+++ DATA FOR THIS EXERCISE
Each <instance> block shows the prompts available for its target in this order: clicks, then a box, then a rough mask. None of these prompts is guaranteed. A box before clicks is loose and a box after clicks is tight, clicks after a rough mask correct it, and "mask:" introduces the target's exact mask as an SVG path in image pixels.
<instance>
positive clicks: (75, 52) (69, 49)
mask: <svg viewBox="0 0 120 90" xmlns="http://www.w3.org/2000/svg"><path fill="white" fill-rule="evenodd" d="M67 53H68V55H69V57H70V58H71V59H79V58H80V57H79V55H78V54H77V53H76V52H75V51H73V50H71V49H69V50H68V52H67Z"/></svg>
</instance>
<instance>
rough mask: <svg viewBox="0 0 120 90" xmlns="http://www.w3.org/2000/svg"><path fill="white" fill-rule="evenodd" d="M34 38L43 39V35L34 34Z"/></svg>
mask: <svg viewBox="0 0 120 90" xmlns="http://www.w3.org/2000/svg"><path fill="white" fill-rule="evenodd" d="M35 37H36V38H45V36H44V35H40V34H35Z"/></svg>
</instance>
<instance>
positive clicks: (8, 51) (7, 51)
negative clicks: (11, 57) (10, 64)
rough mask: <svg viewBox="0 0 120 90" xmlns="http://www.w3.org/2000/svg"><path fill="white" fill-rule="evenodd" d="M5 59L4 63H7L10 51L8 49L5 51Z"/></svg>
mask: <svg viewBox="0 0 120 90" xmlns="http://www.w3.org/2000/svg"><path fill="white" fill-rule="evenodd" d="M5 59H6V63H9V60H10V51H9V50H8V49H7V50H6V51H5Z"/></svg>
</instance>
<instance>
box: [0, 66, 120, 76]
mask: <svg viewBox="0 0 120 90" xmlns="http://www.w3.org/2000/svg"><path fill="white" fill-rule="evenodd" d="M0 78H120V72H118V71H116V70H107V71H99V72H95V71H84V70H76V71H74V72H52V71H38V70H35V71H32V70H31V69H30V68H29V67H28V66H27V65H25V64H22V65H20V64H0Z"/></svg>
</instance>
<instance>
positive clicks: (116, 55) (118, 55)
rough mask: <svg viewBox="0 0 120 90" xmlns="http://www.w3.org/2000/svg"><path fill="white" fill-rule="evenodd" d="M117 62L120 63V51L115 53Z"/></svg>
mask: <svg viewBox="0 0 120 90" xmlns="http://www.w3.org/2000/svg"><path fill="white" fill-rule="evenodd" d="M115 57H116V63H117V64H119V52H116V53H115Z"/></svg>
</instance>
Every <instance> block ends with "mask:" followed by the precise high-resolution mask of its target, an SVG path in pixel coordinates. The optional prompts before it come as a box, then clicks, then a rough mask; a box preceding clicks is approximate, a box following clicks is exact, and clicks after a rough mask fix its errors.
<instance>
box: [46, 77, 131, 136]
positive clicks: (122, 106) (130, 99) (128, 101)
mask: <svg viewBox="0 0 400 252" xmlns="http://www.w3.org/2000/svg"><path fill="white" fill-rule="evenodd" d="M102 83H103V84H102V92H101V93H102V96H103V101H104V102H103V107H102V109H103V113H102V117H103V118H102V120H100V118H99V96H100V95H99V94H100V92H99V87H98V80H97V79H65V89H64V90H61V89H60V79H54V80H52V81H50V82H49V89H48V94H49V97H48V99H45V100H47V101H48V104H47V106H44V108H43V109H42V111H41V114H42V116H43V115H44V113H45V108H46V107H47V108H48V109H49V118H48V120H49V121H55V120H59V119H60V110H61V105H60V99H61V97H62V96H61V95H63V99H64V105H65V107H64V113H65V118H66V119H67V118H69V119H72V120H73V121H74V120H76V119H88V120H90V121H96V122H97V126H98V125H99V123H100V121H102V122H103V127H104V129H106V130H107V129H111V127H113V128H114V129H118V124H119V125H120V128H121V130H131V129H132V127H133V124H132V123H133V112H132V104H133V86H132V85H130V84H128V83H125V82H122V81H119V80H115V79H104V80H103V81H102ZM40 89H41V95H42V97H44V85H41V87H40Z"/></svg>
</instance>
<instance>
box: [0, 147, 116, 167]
++++++
* [INSTRUCTIONS FOR THE TASK]
Set out the records again, exactly as they appear above.

* [EXERCISE OUTPUT]
Each <instance> block shows the prompts available for its target in this order: clicks, then a box, then a rough mask. None of these prompts is guaranteed. A box before clicks is loose and a box after clicks is tight, clicks after a rough mask correct it, and "mask:" introduces the target's exact mask as an SVG path in image pixels.
<instance>
positive clicks: (75, 52) (69, 49)
mask: <svg viewBox="0 0 120 90" xmlns="http://www.w3.org/2000/svg"><path fill="white" fill-rule="evenodd" d="M67 53H68V55H69V57H70V58H71V59H79V58H80V57H79V55H78V54H77V53H76V52H75V51H73V50H71V49H69V50H68V52H67Z"/></svg>
</instance>
<instance>
rough mask: <svg viewBox="0 0 120 90" xmlns="http://www.w3.org/2000/svg"><path fill="white" fill-rule="evenodd" d="M34 38L43 39V35L34 34Z"/></svg>
mask: <svg viewBox="0 0 120 90" xmlns="http://www.w3.org/2000/svg"><path fill="white" fill-rule="evenodd" d="M35 37H36V38H45V36H44V35H40V34H35Z"/></svg>
</instance>
<instance>
positive clicks: (8, 51) (7, 51)
negative clicks: (11, 57) (10, 64)
rough mask: <svg viewBox="0 0 120 90" xmlns="http://www.w3.org/2000/svg"><path fill="white" fill-rule="evenodd" d="M5 59L4 63H7L10 51L8 49L5 51Z"/></svg>
mask: <svg viewBox="0 0 120 90" xmlns="http://www.w3.org/2000/svg"><path fill="white" fill-rule="evenodd" d="M5 59H6V63H9V60H10V51H9V50H8V49H7V50H6V51H5Z"/></svg>
</instance>
<instance>
box: [0, 66, 120, 76]
mask: <svg viewBox="0 0 120 90" xmlns="http://www.w3.org/2000/svg"><path fill="white" fill-rule="evenodd" d="M0 78H120V72H118V71H116V70H107V71H99V72H95V71H84V70H76V71H74V72H52V71H38V70H35V71H32V70H31V69H30V68H29V67H28V66H27V65H25V64H22V65H20V64H0Z"/></svg>
</instance>
<instance>
positive clicks: (116, 55) (118, 55)
rough mask: <svg viewBox="0 0 120 90" xmlns="http://www.w3.org/2000/svg"><path fill="white" fill-rule="evenodd" d="M117 62L120 63V51L115 53Z"/></svg>
mask: <svg viewBox="0 0 120 90" xmlns="http://www.w3.org/2000/svg"><path fill="white" fill-rule="evenodd" d="M115 57H116V63H117V64H119V52H116V53H115Z"/></svg>
</instance>
Every <instance> block ends with "mask:" followed by the precise high-resolution mask of its target, an SVG path in pixel coordinates. The optional prompts before it come as a box, then clicks, then a rough mask; a box preceding clicks is approximate, a box following clicks is exact, and clicks after a rough mask fix its errors.
<instance>
box: [46, 77, 131, 136]
positive clicks: (122, 106) (130, 99) (128, 101)
mask: <svg viewBox="0 0 400 252" xmlns="http://www.w3.org/2000/svg"><path fill="white" fill-rule="evenodd" d="M102 83H103V84H102V92H101V93H102V96H103V101H104V102H103V107H102V109H103V113H102V117H103V118H102V120H100V118H99V96H100V95H99V94H100V92H99V87H98V80H97V79H65V89H64V90H61V89H60V79H54V80H52V81H50V82H49V89H48V94H49V97H48V99H45V100H47V101H48V104H47V106H44V108H43V109H42V111H41V114H42V116H43V115H44V113H45V108H46V107H47V108H48V109H49V118H48V120H49V121H55V120H59V119H60V110H61V105H60V99H61V97H62V96H61V95H63V99H64V105H65V107H64V113H65V118H66V119H67V118H69V119H72V120H73V121H74V120H76V119H88V120H90V121H96V122H97V126H98V125H99V123H100V121H102V122H103V127H104V129H106V130H107V129H111V127H113V128H114V129H118V124H119V125H120V128H121V130H131V129H132V127H133V124H132V123H133V112H132V104H133V86H132V85H130V84H128V83H125V82H122V81H119V80H115V79H104V80H103V81H102ZM40 89H41V95H42V97H44V85H41V87H40Z"/></svg>
</instance>
<instance>
box: [0, 147, 116, 167]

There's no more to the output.